Beneath this task are records; count how many lines include the string "grey" and answer with that number alone.

#### DATASET CONTENT:
• • • • •
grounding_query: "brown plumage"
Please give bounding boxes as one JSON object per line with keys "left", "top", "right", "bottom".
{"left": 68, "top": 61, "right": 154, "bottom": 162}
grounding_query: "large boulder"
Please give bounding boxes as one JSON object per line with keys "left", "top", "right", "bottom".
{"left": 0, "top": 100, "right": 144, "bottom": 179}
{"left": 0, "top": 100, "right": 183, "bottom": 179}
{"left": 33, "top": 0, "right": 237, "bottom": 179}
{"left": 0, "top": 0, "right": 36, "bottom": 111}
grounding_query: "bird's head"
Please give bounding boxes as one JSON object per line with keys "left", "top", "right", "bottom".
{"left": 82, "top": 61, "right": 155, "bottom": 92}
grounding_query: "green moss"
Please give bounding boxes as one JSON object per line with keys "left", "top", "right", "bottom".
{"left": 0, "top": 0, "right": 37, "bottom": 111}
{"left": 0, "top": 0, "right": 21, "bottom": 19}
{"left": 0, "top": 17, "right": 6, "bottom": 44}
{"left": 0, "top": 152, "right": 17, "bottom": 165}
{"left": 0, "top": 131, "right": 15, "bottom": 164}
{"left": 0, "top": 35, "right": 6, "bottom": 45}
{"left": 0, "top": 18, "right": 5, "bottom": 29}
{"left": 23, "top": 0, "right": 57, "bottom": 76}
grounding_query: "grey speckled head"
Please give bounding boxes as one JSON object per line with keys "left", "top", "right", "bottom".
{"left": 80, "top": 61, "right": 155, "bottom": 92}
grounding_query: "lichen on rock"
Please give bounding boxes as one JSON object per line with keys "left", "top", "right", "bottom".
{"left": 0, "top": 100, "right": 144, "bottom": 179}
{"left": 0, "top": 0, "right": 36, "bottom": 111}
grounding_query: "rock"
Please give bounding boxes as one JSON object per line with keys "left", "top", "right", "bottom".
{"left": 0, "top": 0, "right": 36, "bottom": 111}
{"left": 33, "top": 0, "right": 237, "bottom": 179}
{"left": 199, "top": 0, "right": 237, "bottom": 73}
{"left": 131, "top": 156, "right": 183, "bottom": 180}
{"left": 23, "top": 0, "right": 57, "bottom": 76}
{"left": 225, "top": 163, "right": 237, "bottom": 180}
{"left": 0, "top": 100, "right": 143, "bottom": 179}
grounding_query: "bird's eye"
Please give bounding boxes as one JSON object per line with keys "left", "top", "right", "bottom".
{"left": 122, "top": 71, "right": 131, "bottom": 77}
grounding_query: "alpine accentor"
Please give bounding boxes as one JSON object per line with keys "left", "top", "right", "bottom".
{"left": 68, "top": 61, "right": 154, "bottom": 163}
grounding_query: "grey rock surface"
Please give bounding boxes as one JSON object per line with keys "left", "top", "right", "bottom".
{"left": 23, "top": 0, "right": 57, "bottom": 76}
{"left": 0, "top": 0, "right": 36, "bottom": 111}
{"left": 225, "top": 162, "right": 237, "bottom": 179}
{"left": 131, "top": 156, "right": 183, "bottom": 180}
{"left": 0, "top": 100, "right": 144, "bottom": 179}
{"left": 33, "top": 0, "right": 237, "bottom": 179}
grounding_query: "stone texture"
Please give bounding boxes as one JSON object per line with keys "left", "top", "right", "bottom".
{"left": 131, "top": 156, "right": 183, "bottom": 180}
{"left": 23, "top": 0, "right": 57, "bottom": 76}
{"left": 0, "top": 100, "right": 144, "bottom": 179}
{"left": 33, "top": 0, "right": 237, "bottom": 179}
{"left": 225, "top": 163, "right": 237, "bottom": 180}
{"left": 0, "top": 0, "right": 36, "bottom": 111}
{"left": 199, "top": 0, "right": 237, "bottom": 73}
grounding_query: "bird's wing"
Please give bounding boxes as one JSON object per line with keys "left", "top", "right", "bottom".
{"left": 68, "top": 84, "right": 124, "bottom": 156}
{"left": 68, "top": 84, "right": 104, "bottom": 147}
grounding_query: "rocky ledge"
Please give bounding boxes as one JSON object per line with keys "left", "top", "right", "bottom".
• • • • •
#### RESPONSE TO THIS EXERCISE:
2